▼

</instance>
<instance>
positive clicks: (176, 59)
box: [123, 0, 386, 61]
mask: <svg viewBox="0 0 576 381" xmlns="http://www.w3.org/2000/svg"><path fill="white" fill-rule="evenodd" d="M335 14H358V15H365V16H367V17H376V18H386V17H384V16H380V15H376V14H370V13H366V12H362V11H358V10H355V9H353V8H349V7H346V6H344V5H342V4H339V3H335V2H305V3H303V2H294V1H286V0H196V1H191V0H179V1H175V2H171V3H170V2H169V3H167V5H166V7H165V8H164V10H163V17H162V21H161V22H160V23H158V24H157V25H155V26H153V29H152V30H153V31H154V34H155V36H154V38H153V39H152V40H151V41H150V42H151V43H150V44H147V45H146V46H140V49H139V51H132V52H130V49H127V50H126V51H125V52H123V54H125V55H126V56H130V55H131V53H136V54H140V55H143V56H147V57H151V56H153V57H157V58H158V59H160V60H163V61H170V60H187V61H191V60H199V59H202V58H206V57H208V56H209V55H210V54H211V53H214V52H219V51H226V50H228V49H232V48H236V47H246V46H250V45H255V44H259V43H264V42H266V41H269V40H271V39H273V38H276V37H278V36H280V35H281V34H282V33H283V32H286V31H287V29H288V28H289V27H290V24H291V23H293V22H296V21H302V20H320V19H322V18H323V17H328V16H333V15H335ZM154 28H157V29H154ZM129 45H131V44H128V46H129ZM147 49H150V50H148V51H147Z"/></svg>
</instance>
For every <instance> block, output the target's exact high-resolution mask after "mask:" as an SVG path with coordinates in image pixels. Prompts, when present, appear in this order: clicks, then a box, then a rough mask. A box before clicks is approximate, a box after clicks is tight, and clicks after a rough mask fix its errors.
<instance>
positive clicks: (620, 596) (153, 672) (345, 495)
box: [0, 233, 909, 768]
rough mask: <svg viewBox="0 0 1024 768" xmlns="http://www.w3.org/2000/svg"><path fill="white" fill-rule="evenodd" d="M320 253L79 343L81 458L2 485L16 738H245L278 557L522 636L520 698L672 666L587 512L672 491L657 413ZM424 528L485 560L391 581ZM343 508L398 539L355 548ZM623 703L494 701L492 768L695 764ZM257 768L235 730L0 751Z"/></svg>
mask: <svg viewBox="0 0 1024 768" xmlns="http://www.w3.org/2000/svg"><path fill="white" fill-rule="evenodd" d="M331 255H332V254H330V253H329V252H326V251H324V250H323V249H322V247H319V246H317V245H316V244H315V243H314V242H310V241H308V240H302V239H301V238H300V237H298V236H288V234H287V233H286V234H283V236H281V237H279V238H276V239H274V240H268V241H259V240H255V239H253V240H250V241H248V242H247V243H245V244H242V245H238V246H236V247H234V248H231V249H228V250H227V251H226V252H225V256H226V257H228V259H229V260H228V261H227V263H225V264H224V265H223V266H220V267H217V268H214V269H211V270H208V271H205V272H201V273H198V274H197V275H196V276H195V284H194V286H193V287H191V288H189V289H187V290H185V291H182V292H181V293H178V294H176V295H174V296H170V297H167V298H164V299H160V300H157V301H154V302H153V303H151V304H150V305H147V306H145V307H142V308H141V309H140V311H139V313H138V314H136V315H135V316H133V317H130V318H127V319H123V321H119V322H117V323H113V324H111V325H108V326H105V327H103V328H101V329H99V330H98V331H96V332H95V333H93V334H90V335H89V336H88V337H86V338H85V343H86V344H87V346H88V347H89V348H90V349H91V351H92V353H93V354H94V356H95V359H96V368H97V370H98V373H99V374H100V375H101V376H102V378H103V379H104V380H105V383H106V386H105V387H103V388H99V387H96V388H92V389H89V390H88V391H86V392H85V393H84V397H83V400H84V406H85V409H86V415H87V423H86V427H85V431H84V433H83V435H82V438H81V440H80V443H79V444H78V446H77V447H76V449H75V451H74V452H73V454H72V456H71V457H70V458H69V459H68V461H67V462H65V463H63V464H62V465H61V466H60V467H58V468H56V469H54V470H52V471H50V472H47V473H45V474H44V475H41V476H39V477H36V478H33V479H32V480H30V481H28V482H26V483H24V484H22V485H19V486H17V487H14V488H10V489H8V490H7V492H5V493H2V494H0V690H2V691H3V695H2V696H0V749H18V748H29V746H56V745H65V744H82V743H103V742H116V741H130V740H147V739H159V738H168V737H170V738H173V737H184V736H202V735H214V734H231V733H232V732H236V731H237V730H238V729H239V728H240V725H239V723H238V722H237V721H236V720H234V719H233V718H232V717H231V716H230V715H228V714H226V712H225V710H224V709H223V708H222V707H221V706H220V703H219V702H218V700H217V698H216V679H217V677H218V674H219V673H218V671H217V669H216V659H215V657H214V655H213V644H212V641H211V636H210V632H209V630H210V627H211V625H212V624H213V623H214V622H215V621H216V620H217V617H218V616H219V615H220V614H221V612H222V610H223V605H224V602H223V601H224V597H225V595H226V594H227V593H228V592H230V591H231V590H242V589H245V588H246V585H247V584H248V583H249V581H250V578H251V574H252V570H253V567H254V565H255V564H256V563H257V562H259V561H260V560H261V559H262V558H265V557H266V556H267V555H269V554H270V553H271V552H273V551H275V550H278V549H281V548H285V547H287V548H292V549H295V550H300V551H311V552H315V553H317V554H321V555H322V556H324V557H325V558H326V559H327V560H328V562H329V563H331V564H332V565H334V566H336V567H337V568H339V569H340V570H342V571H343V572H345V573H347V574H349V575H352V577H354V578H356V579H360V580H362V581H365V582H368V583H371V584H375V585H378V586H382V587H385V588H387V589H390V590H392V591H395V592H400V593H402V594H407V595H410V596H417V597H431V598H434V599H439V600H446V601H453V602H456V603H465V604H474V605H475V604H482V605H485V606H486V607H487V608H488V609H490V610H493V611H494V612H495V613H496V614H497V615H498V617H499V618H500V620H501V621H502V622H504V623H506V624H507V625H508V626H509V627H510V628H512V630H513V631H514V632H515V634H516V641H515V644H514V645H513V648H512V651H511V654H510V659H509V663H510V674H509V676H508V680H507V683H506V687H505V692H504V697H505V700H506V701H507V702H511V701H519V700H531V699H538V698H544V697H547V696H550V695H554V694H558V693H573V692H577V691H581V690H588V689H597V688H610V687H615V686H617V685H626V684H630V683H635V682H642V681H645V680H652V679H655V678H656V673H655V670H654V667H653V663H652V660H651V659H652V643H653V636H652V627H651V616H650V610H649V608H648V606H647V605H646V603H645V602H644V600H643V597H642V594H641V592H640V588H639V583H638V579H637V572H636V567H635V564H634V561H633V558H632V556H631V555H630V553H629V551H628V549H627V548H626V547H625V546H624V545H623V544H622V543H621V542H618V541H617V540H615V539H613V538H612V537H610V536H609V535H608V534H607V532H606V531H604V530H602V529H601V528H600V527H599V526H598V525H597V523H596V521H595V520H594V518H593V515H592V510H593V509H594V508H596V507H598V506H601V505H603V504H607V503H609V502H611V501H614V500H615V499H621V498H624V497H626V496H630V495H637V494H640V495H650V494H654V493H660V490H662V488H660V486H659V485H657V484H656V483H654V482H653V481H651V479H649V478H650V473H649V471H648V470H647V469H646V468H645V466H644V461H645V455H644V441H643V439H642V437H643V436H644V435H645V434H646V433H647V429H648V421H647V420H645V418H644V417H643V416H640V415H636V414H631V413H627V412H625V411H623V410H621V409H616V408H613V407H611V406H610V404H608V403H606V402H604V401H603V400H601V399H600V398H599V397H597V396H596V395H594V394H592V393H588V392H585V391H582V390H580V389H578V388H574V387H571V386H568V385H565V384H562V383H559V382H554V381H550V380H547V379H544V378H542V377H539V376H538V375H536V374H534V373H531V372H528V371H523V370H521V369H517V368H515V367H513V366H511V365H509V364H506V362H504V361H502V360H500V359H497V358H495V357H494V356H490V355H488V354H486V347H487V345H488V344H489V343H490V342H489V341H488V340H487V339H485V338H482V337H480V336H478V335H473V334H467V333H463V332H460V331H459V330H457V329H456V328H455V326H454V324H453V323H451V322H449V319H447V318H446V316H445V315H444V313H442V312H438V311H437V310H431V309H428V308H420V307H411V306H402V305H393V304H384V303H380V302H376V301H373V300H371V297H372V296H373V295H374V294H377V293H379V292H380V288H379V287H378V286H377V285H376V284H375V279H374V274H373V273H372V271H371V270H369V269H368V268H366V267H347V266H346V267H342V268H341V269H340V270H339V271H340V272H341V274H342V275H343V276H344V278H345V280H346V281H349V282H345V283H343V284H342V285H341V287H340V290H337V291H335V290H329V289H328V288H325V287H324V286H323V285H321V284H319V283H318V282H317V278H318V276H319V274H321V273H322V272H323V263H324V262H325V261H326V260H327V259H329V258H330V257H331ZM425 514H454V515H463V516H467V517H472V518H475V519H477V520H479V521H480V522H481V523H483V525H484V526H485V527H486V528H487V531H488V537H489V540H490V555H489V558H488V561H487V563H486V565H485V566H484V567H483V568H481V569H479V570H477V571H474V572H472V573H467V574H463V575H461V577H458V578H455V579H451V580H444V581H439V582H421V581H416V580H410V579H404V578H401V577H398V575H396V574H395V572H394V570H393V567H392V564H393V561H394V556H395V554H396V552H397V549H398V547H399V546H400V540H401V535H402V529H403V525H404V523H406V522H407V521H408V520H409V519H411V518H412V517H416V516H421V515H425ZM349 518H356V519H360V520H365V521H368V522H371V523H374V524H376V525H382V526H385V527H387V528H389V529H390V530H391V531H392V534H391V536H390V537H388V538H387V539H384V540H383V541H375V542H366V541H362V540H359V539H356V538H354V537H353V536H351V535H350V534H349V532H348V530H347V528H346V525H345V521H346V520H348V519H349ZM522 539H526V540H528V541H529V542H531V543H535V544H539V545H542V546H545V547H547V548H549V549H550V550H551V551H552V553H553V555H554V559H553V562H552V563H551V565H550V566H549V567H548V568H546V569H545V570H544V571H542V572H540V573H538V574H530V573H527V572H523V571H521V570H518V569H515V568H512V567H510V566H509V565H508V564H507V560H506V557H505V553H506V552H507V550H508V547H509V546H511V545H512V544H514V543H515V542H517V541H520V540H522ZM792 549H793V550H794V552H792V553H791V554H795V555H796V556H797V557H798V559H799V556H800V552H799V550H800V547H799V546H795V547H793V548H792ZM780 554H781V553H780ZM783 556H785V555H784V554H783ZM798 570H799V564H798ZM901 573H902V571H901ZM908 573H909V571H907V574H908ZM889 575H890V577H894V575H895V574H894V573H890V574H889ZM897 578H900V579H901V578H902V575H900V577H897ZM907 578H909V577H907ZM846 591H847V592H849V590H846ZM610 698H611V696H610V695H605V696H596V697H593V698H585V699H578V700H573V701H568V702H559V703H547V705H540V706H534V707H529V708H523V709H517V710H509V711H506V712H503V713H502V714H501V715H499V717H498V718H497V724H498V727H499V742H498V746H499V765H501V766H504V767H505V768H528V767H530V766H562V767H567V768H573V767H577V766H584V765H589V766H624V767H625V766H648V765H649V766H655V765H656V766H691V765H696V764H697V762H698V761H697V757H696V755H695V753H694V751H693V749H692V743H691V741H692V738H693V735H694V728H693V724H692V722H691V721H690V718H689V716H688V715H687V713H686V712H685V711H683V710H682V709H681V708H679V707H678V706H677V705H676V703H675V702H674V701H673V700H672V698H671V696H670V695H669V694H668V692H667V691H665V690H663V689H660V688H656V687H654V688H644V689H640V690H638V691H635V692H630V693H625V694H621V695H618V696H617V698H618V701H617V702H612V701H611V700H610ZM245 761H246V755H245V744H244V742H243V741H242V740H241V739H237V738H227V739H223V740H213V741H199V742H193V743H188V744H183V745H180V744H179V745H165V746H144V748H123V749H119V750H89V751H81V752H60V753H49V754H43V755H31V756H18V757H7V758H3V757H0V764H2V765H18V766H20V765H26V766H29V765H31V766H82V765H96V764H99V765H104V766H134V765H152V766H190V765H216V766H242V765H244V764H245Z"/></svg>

▲

*Required action*
The line containing "positive clicks: (620, 596)" marks the end. Please print exactly every line from the top of the data to it, both included, and nothing more.

*Reply*
</instance>
<instance>
positive clicks: (176, 59)
box: [123, 0, 386, 61]
mask: <svg viewBox="0 0 576 381" xmlns="http://www.w3.org/2000/svg"><path fill="white" fill-rule="evenodd" d="M335 14H358V15H365V16H367V17H376V18H386V17H384V16H380V15H376V14H370V13H366V12H362V11H358V10H355V9H353V8H349V7H346V6H344V5H342V4H339V3H335V2H305V3H303V2H294V1H286V0H196V1H191V0H179V1H175V2H171V3H170V2H169V3H167V5H166V7H165V8H164V10H163V17H162V21H161V22H160V23H158V24H157V25H155V26H153V29H152V30H153V31H154V34H155V36H154V38H153V39H152V40H151V41H150V42H151V43H150V44H147V45H146V46H140V49H139V51H132V52H130V49H127V50H126V51H125V52H123V54H125V55H126V56H130V55H131V53H136V54H140V55H143V56H147V57H151V56H153V57H157V58H158V59H160V60H163V61H170V60H187V61H191V60H199V59H202V58H206V57H208V56H209V55H210V54H211V53H214V52H219V51H226V50H228V49H232V48H236V47H246V46H250V45H255V44H259V43H264V42H266V41H269V40H271V39H273V38H276V37H278V36H280V35H281V34H282V33H283V32H286V31H287V29H288V28H289V27H290V24H291V23H293V22H296V21H302V20H320V19H322V18H323V17H328V16H333V15H335ZM154 28H157V29H154ZM129 45H131V44H128V46H129ZM147 49H150V50H148V51H147Z"/></svg>
</instance>
For every <instance> block, output the target's exact high-resolution mask after "mask:" as an SVG path with coordinates in image pixels. Prompts, when present, appear in this order: clicks, then a box, then a rough mask. A box before clicks is approximate, a box after clicks is tight, and clicks after a rough mask fix its errors.
<instance>
positive clicks: (620, 596) (153, 672) (345, 495)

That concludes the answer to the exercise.